------ DOKUMENTAUSSCHNITT ------
OGH 1Ob187/22i

OGH1Ob187/22i22.11.2022

Der Oberste Gerichtshof hat als Revisionsgericht durch den Senatspräsidenten Dr. Musger als Vorsitzenden sowie die Hofräte und die Hofrätin Mag. Wurzer, Mag. Dr. Wurdinger, Mag. Wessely‑Kristöfel und Dr. Parzmayr als weitere Richter in der Rechtssache der klagenden Partei G* T*, vertreten durch Mag. Alfons Umschaden, MBA, M.B.L., Rechtsanwalt in Wien, gegen die beklagten Parteien 1. T* V*, und 2. M* V*, beide vertreten durch Mag. Florian Kreiner, Rechtsanwalt in Wien, wegen 194.909,55 EUR sA, über die außerordentliche Revision der klagenden Partei gegen das Urteil des Oberlandesgerichts Wien als Berufungsgericht vom 26. Juli 2022, GZ 16 R 35/22t‑111, den

Beschluss

gefasst:

European Case Law Identifier: ECLI:AT:OGH0002:2022:0010OB00187.22I.1122.000

 

Spruch:

Die außerordentliche Revision wird gemäß § 508a Abs 2 ZPO mangels der Voraussetzungen des § 502 Abs 1 ZPO zurückgewiesen.

Der Antrag auf Zuspruch der Kosten der Revisionsbeantwortung wird gemäß § 508a Abs 2 Satz 2 ZPO abgewiesen.
------ ANGEZEIGTE INFORMATIONEN ------
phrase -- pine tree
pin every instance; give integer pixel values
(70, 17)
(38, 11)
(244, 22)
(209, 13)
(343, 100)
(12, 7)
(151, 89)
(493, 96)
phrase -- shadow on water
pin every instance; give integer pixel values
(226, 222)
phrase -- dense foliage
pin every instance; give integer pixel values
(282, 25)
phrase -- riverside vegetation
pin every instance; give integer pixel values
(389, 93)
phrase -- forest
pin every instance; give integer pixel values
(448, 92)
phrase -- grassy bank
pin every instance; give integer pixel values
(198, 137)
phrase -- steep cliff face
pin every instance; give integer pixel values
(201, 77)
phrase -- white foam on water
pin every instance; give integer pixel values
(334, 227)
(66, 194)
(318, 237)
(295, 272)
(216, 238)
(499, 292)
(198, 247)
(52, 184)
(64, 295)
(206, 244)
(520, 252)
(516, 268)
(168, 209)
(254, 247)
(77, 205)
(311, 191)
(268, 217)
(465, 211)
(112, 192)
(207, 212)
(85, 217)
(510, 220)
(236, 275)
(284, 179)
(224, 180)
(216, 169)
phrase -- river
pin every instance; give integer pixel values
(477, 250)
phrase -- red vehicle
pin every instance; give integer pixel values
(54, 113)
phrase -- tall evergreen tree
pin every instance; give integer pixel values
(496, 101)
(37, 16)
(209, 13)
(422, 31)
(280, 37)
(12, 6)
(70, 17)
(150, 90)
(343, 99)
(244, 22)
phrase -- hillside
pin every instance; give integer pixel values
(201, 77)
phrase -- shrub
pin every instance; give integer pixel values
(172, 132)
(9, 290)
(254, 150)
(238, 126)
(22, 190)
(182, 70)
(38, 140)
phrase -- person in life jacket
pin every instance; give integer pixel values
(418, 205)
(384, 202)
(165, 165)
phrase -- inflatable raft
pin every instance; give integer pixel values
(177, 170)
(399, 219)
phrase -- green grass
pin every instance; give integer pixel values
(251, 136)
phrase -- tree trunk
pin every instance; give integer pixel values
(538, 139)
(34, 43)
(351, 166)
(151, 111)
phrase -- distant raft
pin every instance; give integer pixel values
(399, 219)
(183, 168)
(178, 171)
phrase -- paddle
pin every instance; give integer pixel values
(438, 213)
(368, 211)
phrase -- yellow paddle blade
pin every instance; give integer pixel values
------
AUFGABEN BEARBEITEN »
1. Übersetzen Sie den folgenden Satz aus dem Dokumentausschnitt ins Englische: „Die außerordentliche Revision wird gemäß § 508a Abs 2 ZPO mangels der Voraussetzungen des § 502 Abs 1 ZPO zurückgewiesen.“
2. Welches Gericht hat laut Dokumentausschnitt das Urteil gefällt, gegen das sich die außerordentliche Revision der klagenden Partei richtet?

LÖSUNGEN »
1. The extraordinary appeal is rejected pursuant to § 508a para 2 ZPO for lack of the requirements of § 502 para 1 ZPO.

2. Das Oberlandesgericht Wien als Berufungsgericht.